→ How to complete this task:
Could you return every record below word for word, leaving out the pictures?

→ Dataset items:
______________________________

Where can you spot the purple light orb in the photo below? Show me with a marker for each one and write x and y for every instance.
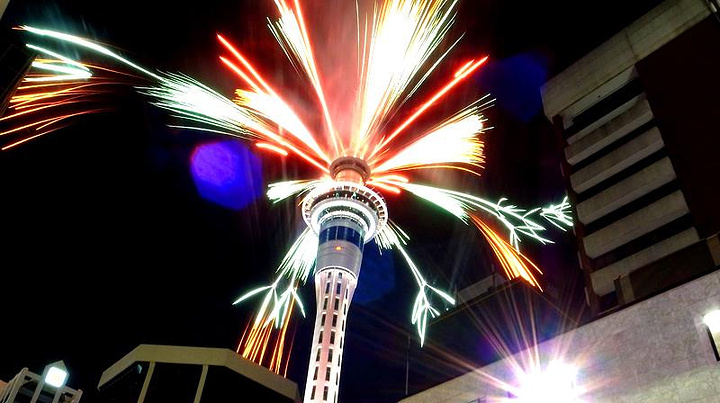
(227, 173)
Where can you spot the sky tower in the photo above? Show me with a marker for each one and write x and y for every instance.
(345, 214)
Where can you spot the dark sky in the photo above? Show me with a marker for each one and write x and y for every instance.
(106, 242)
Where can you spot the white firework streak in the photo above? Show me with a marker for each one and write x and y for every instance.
(404, 34)
(88, 45)
(71, 70)
(275, 306)
(292, 36)
(273, 108)
(455, 141)
(193, 101)
(300, 259)
(280, 191)
(392, 236)
(516, 220)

______________________________

→ Exercise solution:
Where can you spot the purple light orb in the photo below? Show me with a marker for each one and write x and y for every instance.
(227, 173)
Where can you spot the sky tower in the photo above? Show me with a marker for each one and write x and y for every instance.
(345, 214)
Where can you spot the dark sky in the photo above? Show me with a marker for each one and write x and y for every instance.
(106, 242)
Where can you spot the white firework streak in the photo above? Show me with a marker for each one and write x and y for every instance.
(404, 34)
(88, 45)
(71, 70)
(275, 306)
(292, 36)
(273, 108)
(455, 141)
(193, 101)
(300, 259)
(280, 191)
(392, 236)
(516, 220)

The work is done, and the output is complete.